Pick out every line in the listing below that contains the word "wooden" and copy each one. Uppercase and lowercase count as different.
++++ Material to process ++++
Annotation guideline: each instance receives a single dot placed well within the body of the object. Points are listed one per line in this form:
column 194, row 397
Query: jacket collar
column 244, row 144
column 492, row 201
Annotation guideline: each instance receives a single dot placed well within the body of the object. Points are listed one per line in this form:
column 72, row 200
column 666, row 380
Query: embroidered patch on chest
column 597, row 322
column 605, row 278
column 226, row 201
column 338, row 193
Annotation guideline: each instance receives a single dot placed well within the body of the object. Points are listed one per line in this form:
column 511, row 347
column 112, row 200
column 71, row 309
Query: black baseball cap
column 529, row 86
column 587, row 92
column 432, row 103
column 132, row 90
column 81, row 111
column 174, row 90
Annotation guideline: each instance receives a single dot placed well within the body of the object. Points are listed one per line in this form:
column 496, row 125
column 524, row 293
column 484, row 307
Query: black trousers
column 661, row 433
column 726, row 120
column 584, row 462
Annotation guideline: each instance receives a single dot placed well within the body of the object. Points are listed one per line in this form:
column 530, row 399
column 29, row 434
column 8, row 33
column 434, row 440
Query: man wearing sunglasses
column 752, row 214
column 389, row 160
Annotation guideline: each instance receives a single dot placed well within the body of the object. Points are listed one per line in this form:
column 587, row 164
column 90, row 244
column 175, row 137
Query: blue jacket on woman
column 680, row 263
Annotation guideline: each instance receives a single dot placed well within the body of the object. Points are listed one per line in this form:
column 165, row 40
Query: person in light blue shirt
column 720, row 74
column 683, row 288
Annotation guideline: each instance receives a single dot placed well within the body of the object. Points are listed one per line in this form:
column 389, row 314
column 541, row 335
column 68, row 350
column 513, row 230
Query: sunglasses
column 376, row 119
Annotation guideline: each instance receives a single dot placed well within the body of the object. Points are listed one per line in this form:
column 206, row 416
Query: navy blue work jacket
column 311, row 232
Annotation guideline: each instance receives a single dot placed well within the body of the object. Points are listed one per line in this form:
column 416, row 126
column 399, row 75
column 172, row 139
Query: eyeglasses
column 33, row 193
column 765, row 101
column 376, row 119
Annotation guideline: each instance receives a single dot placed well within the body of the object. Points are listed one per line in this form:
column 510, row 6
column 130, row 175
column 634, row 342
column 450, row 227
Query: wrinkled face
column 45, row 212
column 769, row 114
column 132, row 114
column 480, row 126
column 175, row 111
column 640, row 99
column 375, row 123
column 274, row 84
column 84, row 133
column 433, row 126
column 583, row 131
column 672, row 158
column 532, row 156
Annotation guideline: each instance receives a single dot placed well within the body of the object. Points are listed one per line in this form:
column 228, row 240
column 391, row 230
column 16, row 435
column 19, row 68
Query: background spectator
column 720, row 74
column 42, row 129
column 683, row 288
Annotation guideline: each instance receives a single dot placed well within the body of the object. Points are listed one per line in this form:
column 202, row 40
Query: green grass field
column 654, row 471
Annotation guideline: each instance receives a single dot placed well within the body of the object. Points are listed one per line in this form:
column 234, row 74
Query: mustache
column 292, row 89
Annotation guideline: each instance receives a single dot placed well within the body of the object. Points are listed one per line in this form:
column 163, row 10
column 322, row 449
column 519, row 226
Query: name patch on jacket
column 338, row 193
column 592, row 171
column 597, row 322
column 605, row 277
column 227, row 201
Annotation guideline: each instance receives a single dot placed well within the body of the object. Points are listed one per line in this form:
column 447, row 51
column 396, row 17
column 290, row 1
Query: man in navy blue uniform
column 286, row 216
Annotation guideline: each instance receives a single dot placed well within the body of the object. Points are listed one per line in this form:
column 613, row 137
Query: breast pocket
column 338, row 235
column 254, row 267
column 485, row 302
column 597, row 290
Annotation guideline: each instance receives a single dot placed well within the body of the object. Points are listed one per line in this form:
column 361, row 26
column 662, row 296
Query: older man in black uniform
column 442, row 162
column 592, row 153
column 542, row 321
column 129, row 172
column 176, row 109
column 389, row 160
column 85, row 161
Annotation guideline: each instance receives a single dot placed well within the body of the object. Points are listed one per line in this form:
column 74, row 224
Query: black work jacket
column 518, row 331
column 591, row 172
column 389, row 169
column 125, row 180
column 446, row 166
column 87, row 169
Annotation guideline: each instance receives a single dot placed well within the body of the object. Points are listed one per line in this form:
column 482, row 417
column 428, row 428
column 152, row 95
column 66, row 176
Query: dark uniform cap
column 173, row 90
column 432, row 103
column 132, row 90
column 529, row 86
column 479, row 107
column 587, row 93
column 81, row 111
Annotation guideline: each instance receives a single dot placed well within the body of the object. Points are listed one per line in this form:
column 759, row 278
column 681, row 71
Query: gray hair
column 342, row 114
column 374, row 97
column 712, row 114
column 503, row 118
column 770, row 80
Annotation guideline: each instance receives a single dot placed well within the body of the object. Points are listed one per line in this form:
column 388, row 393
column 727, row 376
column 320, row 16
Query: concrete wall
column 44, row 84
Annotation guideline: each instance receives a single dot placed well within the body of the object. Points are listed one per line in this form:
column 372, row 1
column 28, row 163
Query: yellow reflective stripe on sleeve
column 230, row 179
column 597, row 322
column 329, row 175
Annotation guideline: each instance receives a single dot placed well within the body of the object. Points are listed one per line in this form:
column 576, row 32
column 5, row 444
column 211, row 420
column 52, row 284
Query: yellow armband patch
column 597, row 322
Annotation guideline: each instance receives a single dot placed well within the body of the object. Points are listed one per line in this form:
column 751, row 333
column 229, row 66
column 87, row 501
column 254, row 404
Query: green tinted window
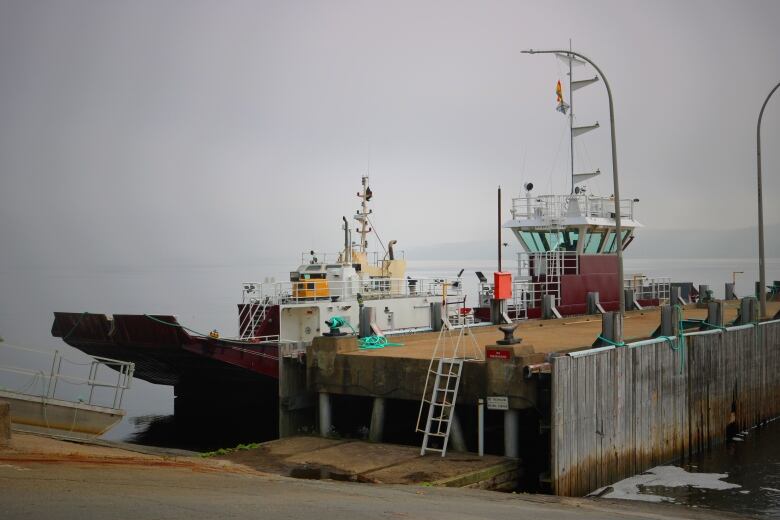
column 528, row 241
column 592, row 242
column 554, row 241
column 570, row 239
column 609, row 247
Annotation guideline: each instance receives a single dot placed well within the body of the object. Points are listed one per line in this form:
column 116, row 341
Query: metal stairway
column 442, row 383
column 441, row 404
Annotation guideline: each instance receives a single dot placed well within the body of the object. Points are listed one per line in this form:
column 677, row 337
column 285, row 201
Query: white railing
column 373, row 257
column 553, row 207
column 348, row 290
column 44, row 383
column 649, row 288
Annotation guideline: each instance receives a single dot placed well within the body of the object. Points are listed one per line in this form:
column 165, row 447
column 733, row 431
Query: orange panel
column 502, row 285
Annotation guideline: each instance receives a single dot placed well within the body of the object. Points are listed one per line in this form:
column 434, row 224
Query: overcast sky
column 169, row 132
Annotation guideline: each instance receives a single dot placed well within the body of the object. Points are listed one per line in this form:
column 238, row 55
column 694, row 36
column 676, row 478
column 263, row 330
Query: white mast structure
column 362, row 215
column 576, row 131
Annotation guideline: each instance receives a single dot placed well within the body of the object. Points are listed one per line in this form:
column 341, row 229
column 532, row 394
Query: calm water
column 743, row 476
column 204, row 298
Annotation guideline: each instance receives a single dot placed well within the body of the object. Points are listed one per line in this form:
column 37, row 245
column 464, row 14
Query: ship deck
column 547, row 336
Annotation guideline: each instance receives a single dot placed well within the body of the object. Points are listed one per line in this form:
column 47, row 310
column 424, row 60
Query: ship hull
column 163, row 351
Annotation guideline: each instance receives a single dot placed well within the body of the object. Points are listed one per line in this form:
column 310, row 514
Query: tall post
column 761, row 268
column 499, row 229
column 616, row 188
column 571, row 118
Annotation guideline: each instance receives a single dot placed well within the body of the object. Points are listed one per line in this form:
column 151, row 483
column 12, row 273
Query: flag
column 562, row 106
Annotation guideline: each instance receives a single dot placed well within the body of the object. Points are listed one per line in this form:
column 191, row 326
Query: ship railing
column 253, row 313
column 263, row 294
column 64, row 379
column 551, row 208
column 374, row 258
column 550, row 263
column 649, row 288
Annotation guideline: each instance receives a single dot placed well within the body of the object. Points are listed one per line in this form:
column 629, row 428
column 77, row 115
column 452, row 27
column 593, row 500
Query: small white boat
column 62, row 402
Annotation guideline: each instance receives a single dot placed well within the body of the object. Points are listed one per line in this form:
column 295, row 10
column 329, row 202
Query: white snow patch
column 664, row 476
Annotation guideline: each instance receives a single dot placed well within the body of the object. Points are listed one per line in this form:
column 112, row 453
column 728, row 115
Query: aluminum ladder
column 441, row 405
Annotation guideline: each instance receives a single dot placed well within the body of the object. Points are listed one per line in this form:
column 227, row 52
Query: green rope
column 712, row 325
column 605, row 340
column 336, row 322
column 376, row 342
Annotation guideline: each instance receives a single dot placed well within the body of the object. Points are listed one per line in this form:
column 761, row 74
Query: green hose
column 376, row 342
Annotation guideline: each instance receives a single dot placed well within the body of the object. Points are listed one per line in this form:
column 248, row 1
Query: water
column 743, row 477
column 205, row 297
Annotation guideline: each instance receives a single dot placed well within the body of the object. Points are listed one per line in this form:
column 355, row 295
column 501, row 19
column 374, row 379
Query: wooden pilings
column 619, row 412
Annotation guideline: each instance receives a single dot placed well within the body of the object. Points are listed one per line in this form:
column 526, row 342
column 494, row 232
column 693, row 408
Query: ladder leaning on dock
column 441, row 390
column 441, row 406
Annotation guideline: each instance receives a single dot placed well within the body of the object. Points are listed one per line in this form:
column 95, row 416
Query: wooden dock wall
column 619, row 412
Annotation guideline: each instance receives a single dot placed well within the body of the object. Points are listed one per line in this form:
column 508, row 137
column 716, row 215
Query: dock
column 574, row 417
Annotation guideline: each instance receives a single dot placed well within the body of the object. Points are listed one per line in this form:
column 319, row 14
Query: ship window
column 609, row 246
column 532, row 241
column 625, row 234
column 592, row 242
column 554, row 241
column 570, row 239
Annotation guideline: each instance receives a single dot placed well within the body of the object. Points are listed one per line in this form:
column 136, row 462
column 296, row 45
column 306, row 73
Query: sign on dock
column 498, row 402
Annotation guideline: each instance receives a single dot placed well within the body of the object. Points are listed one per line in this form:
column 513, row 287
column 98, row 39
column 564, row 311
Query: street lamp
column 761, row 270
column 618, row 227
++++
## Output:
Query: wooden pilings
Query: wooden dock wall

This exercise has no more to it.